Provided text Start Marker
Castaneda’s own inquiries have led him from academic anthropology to practical hermeneutics, the science of interpretation; he launched a newsletter, The Warriors’ Way: A Journal of Applied Hermeneutics, in January. Titles under consideration for a gigantic work in progress have included “Ethnohermeneutics” and “Phenomenological Anthropology.”
“When sorcerers see, hermeneutics is the ultimate affair for us,” Castaneda said. Seeing for the rest of us apparently involves only the visual sense, and then only minimally.
“When you look at me now, what do you see?” I asked.
“I have to be in a special mood to see,” he said. “It is very difficult for me to see. I’ve got to get very somber, very heavy. If I’m lighthearted and I look at you I see nothing. Then I turn around and I see her, and what do I see? ‘1 joined the navy to see the world, and what do I see? I see the sea!’
“I know more than I want to know. It’s hell, true hell. If you see too much, you become unbearable.”
Castaneda ordered a cappuccino, then meticulously removed the foamed milk teaspoon by teaspoon.
According to Castaneda, most sorcerers must remain celibate in order to conserve energy. It all depends on the circumstances under which they were conceived.”
Most of us are what we call BFs, the product of bored fucks,” he explained. “How was I conceived? Was it in the middle of great sexual excitation, or was it nonsense, idiotic, pointless? Mine was stupid. The two people involved didn’t know what they were doing. I was conceived behind a door, so I came out very nervous, watching. And this is the way I am, basically For me to make use of energy I don’t have is lethal.”
“What about married people?”
“That question has come up a lot. It’s a question of energy,” he said. “If you know you were not conceived in a state of real excitation, then no. On one level, it hasn’t mattered if people are married. With the launching of Tensegrity, we don’t really know what will happen.”
“You don’t know what is going to happen? Sounds irresponsible.”
“How can you know?” he asked. “This is an implication of our syntactical system. Our syntax requires a beginning, development, and end. I was, I am, I will be. We are caught in that. How can we know what you will be capable of if you have sufficient energy?
Provided text End Marker
Entries supplied Start Marker
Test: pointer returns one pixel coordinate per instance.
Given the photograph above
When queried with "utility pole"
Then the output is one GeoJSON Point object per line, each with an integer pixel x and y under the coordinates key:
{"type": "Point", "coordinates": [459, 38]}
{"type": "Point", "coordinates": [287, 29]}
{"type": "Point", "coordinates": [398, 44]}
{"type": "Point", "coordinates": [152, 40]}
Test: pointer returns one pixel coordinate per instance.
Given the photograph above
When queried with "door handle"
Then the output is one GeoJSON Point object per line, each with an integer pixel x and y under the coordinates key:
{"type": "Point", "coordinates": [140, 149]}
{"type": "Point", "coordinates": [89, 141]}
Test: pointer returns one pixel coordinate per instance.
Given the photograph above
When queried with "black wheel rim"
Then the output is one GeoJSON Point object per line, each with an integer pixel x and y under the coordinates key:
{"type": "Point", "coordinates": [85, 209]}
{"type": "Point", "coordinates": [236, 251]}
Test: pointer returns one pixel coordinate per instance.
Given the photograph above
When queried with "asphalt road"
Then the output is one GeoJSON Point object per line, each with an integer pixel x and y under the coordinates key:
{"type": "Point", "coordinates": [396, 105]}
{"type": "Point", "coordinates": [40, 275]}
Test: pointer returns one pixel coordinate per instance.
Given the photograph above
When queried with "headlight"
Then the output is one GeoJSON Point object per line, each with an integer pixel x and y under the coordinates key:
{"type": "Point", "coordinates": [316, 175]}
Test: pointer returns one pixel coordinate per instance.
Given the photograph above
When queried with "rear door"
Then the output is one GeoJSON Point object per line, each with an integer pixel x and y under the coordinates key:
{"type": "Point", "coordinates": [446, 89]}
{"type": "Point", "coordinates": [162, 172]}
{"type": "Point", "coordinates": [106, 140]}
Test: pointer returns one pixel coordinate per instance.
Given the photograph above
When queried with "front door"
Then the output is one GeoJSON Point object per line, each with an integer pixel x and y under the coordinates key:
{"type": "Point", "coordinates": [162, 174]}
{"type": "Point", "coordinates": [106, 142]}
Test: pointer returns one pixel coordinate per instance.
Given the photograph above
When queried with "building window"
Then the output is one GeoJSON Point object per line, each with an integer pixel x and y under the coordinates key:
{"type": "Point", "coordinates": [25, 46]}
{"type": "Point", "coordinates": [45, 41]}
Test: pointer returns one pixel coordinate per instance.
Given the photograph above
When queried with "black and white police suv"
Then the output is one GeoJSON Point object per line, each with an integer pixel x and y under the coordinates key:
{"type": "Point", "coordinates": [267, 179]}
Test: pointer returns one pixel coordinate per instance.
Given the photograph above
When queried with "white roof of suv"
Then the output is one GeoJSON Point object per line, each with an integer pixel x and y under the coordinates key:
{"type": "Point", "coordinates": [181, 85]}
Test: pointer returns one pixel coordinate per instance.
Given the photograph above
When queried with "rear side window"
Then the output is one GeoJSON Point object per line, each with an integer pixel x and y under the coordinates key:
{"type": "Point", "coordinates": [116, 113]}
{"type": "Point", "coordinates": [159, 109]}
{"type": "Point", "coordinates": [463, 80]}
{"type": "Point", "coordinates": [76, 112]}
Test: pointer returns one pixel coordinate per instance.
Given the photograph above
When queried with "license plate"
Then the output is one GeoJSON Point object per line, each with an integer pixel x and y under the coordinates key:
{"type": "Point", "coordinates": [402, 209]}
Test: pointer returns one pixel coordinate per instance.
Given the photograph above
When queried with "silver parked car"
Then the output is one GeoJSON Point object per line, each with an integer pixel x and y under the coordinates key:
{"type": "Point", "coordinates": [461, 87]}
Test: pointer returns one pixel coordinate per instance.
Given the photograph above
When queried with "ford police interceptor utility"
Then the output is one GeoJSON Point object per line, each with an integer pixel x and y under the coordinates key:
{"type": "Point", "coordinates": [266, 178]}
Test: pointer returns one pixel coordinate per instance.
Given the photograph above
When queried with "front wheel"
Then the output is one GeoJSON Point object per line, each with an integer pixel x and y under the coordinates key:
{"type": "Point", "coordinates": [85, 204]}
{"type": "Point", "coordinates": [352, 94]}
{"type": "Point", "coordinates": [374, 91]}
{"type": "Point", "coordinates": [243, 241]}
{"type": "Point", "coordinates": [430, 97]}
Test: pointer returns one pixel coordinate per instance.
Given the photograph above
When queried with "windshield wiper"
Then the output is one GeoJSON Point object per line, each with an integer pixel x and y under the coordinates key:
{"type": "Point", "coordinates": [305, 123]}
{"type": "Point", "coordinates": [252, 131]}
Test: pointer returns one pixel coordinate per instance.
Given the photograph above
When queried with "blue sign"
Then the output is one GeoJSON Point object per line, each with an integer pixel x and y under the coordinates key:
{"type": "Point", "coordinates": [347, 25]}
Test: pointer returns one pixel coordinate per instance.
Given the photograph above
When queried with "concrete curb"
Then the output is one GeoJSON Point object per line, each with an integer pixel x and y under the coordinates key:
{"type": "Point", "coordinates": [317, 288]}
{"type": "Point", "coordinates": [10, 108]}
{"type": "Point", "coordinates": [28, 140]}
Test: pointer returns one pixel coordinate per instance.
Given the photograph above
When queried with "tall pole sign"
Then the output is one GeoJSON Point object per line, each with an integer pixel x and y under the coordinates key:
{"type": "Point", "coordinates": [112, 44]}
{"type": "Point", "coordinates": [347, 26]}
Entries supplied End Marker
### What you will do
[1] Retype the Castaneda interview excerpt between "Castaneda’s own inquiries" and "then only minimally.", inclusive.
[2] Summarize the Castaneda interview excerpt in two sentences.

### Expected results
[1]
Castaneda’s own inquiries have led him from academic anthropology to practical hermeneutics, the science of interpretation; he launched a newsletter, The Warriors’ Way: A Journal of Applied Hermeneutics, in January. Titles under consideration for a gigantic work in progress have included “Ethnohermeneutics” and “Phenomenological Anthropology.”
“When sorcerers see, hermeneutics is the ultimate affair for us,” Castaneda said. Seeing for the rest of us apparently involves only the visual sense, and then only minimally.

[2] Castaneda has moved from academic anthropology to practical hermeneutics, launching a newsletter on the subject in January, and he says seeing is very difficult for him and that seeing too much makes one unbearable. He also says most sorcerers must remain celibate to conserve energy, depending on the circumstances of their conception, and that with the launching of Tensegrity no one really knows what will happen.